• Your assignment
When you reach the line that contains "Note to the class: identify the propeller blade", begin copying exactly, and continue through the last line of the data; no pictures belong in the copy.

----

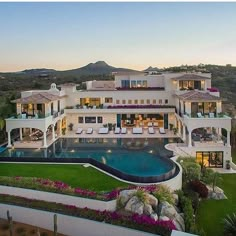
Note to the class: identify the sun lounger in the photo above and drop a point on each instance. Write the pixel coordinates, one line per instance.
(162, 130)
(123, 130)
(211, 115)
(155, 124)
(103, 130)
(151, 130)
(79, 131)
(89, 131)
(117, 130)
(137, 130)
(199, 115)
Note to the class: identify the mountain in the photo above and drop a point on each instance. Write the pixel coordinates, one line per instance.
(150, 68)
(99, 67)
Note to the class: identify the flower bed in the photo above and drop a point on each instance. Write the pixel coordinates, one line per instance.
(135, 221)
(63, 188)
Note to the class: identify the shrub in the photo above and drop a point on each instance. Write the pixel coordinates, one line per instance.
(230, 225)
(163, 193)
(200, 188)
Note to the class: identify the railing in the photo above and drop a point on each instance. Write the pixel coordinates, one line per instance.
(132, 178)
(139, 106)
(205, 115)
(141, 88)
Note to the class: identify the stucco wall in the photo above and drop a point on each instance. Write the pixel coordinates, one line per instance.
(67, 225)
(59, 198)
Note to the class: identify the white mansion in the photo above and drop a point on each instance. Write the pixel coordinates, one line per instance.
(183, 104)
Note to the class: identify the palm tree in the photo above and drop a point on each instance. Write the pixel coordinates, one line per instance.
(230, 225)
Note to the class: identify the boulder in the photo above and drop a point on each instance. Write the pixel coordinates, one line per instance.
(147, 209)
(151, 200)
(125, 195)
(154, 216)
(167, 210)
(176, 198)
(217, 194)
(164, 218)
(134, 205)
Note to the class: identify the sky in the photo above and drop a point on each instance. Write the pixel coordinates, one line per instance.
(130, 35)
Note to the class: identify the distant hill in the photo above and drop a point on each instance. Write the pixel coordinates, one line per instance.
(150, 68)
(97, 68)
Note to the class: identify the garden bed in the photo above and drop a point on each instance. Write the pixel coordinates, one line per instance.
(134, 221)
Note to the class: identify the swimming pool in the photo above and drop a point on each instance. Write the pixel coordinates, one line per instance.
(136, 159)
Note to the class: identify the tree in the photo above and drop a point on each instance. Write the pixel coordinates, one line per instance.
(230, 225)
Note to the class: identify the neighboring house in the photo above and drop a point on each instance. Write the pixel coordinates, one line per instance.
(184, 101)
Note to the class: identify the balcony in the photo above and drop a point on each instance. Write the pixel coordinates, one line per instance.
(193, 121)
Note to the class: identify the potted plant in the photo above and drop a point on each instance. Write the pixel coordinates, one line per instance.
(71, 126)
(228, 164)
(175, 130)
(63, 131)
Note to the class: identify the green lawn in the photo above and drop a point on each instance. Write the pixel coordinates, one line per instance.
(211, 212)
(74, 175)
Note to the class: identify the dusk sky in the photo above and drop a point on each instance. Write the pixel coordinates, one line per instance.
(132, 35)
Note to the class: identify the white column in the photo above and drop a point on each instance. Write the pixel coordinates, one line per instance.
(9, 139)
(190, 138)
(20, 133)
(228, 138)
(53, 133)
(45, 139)
(184, 133)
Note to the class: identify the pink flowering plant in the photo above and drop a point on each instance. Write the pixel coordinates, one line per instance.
(134, 221)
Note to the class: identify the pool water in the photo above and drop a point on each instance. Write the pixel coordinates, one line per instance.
(138, 157)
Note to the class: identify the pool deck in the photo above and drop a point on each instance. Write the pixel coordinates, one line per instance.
(95, 134)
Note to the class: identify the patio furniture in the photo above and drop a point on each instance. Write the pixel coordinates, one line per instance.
(79, 131)
(103, 130)
(137, 130)
(155, 124)
(199, 115)
(211, 115)
(117, 130)
(162, 130)
(89, 131)
(151, 130)
(123, 130)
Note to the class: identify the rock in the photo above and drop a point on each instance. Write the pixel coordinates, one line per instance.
(217, 194)
(154, 216)
(166, 209)
(134, 205)
(151, 200)
(125, 196)
(176, 198)
(164, 218)
(147, 209)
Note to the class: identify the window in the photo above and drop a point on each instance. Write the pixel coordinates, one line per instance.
(139, 83)
(81, 119)
(125, 83)
(108, 100)
(145, 83)
(133, 83)
(90, 119)
(99, 119)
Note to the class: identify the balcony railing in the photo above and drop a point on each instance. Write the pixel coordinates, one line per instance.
(205, 115)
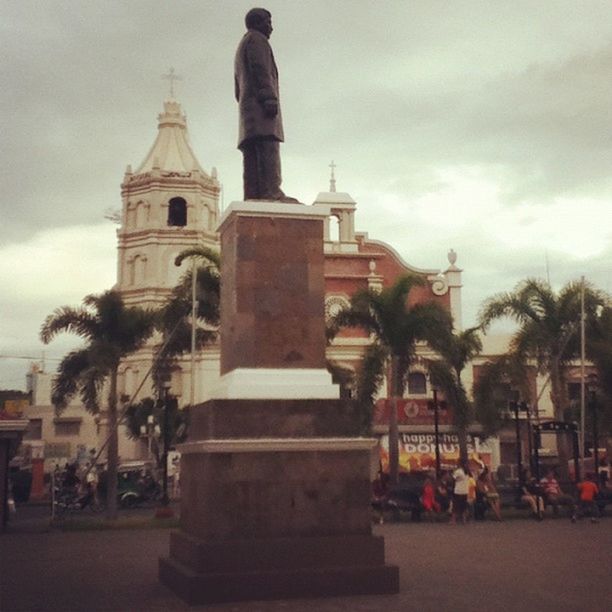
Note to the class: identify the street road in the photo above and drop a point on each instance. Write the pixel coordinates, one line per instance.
(516, 565)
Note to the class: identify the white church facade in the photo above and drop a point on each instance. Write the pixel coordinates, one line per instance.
(170, 203)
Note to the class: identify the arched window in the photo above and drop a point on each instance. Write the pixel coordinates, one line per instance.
(334, 228)
(177, 212)
(417, 384)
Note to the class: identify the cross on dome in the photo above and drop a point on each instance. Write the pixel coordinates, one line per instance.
(332, 180)
(172, 77)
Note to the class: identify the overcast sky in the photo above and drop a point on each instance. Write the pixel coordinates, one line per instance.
(482, 126)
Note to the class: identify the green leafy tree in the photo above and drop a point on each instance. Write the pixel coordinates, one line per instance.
(548, 332)
(174, 319)
(396, 327)
(111, 331)
(492, 390)
(456, 350)
(137, 416)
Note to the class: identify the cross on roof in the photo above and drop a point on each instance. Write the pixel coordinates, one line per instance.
(332, 180)
(171, 76)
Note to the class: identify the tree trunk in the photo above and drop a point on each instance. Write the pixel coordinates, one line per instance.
(113, 450)
(393, 428)
(462, 436)
(557, 396)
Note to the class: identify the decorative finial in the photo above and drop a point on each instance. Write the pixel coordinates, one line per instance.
(171, 76)
(332, 180)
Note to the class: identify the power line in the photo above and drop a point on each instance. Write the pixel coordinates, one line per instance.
(38, 358)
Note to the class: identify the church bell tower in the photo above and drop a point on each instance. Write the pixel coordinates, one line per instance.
(169, 204)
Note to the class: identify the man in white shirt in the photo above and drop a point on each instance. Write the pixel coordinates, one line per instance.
(460, 493)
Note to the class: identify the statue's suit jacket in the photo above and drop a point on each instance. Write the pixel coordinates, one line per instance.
(256, 80)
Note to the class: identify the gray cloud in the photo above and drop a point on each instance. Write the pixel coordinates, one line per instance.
(395, 92)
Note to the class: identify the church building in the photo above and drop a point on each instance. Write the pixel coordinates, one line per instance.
(170, 203)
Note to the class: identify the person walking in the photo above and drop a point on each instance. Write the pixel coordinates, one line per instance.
(588, 491)
(460, 493)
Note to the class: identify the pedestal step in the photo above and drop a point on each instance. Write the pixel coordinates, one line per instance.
(200, 588)
(276, 553)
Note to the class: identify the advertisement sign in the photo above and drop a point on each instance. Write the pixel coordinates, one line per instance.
(411, 412)
(417, 452)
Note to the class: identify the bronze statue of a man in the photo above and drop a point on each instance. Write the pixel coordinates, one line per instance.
(261, 125)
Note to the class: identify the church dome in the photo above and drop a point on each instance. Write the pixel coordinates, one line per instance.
(171, 151)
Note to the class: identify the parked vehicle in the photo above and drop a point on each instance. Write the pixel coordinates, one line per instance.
(137, 484)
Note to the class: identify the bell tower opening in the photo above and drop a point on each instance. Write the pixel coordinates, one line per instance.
(177, 212)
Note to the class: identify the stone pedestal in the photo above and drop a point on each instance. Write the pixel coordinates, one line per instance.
(275, 491)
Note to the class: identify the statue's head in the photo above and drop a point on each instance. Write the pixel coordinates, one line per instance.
(260, 20)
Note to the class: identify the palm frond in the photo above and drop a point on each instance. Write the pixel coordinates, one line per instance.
(71, 320)
(207, 254)
(66, 382)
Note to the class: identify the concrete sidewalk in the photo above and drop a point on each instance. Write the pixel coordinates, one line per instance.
(518, 565)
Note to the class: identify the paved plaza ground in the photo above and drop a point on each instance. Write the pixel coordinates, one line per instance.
(514, 565)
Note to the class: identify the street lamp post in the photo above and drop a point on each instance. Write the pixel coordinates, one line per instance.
(592, 383)
(149, 431)
(165, 433)
(435, 407)
(165, 511)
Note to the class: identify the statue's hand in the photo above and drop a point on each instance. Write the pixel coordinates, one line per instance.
(270, 108)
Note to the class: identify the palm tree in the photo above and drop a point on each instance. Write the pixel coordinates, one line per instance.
(548, 333)
(111, 332)
(174, 318)
(492, 387)
(137, 416)
(395, 327)
(456, 350)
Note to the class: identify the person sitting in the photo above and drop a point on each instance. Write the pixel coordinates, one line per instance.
(444, 488)
(533, 496)
(589, 491)
(487, 489)
(379, 495)
(555, 496)
(428, 499)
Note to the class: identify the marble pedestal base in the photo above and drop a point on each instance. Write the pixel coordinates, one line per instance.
(275, 504)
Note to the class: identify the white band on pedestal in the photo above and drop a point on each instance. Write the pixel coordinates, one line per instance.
(267, 383)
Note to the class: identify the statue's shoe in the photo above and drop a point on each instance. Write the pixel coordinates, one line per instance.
(288, 200)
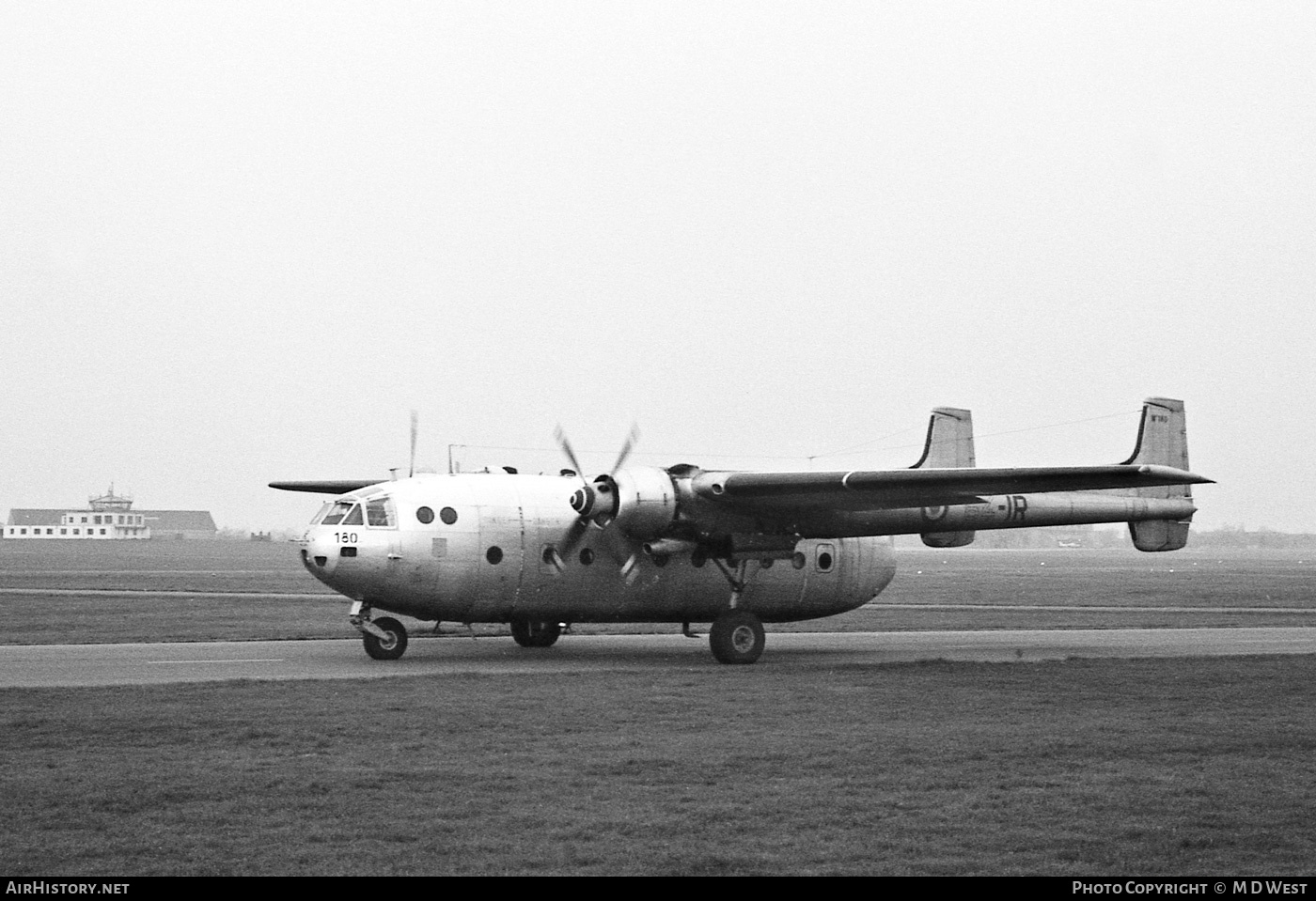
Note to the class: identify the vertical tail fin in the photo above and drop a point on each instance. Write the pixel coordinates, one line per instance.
(949, 444)
(1162, 441)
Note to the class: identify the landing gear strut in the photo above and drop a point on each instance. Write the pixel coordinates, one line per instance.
(535, 634)
(736, 637)
(384, 638)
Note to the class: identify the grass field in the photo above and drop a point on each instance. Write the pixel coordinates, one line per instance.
(1094, 767)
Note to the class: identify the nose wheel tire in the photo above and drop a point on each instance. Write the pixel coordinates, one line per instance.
(385, 648)
(736, 637)
(535, 634)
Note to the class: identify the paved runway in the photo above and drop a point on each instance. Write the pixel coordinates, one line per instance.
(28, 666)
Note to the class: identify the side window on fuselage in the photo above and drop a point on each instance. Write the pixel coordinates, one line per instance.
(337, 512)
(379, 513)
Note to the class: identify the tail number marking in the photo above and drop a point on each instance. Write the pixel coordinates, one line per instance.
(1015, 506)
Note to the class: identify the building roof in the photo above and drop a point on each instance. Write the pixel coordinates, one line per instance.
(178, 520)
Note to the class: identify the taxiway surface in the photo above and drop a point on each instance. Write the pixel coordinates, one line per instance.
(43, 666)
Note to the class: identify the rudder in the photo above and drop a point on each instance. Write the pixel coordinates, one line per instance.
(949, 446)
(1162, 441)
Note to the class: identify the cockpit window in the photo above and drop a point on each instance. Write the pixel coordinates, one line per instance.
(379, 512)
(338, 510)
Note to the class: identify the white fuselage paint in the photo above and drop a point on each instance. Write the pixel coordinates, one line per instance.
(489, 565)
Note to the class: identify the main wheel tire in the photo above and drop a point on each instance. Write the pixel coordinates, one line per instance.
(535, 634)
(385, 648)
(737, 637)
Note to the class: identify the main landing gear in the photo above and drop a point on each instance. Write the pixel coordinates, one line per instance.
(384, 638)
(528, 633)
(736, 637)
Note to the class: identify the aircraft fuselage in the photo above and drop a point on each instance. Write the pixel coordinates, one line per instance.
(482, 548)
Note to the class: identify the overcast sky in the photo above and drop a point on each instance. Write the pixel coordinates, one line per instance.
(243, 241)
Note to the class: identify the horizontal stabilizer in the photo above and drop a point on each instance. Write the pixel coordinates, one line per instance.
(899, 489)
(329, 487)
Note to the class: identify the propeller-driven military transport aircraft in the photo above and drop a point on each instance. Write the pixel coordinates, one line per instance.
(688, 545)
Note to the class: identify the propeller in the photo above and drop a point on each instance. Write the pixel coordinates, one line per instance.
(598, 504)
(411, 470)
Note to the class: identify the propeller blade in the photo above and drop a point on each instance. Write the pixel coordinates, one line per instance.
(621, 554)
(572, 541)
(566, 449)
(411, 470)
(627, 447)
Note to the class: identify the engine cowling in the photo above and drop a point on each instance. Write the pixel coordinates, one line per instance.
(645, 502)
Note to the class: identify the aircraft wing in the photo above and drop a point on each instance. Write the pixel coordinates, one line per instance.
(329, 487)
(750, 492)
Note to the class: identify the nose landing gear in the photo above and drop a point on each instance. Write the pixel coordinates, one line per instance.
(384, 638)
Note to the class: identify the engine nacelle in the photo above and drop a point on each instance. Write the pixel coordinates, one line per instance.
(647, 502)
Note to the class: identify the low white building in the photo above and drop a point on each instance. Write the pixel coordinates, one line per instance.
(108, 517)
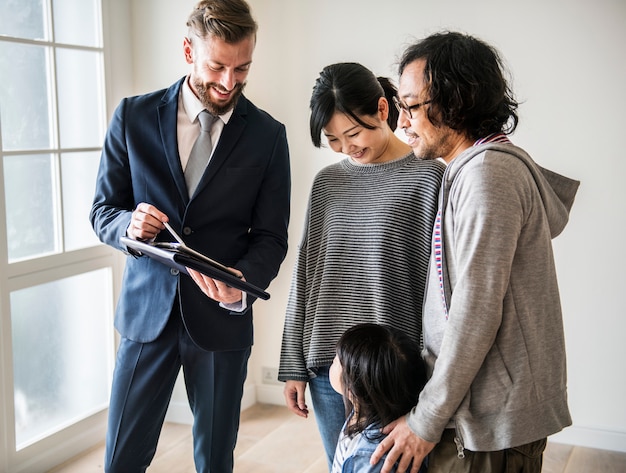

----

• Your response
Note to the class: identify the propeller blade in the photo above and drop a point on each instance. Write the pixel coordinates, one line per instance.
(621, 554)
(572, 541)
(566, 449)
(411, 470)
(627, 447)
Note to the class: identify the engine cowling in the photo above and drop a point on each instance. Write the pixel coordinates, one line per instance.
(645, 502)
Note to the class: identify the aircraft wing in the photo above and drop a point on each instance. Write the pixel coordinates, one line per instance.
(329, 487)
(750, 492)
Note to the class: identify the nose landing gear in the photo above and drop a point on each instance. Write the pixel coordinates, one line per instance.
(384, 638)
Note to the class: identify the engine nacelle in the photo above and drop a point on each instance. Write the pixel coordinates, one line per instance.
(647, 502)
Note to the class: identify the low white building in the photo above and drop a point on each instance. Write the pixel coordinates, one line per instance.
(108, 517)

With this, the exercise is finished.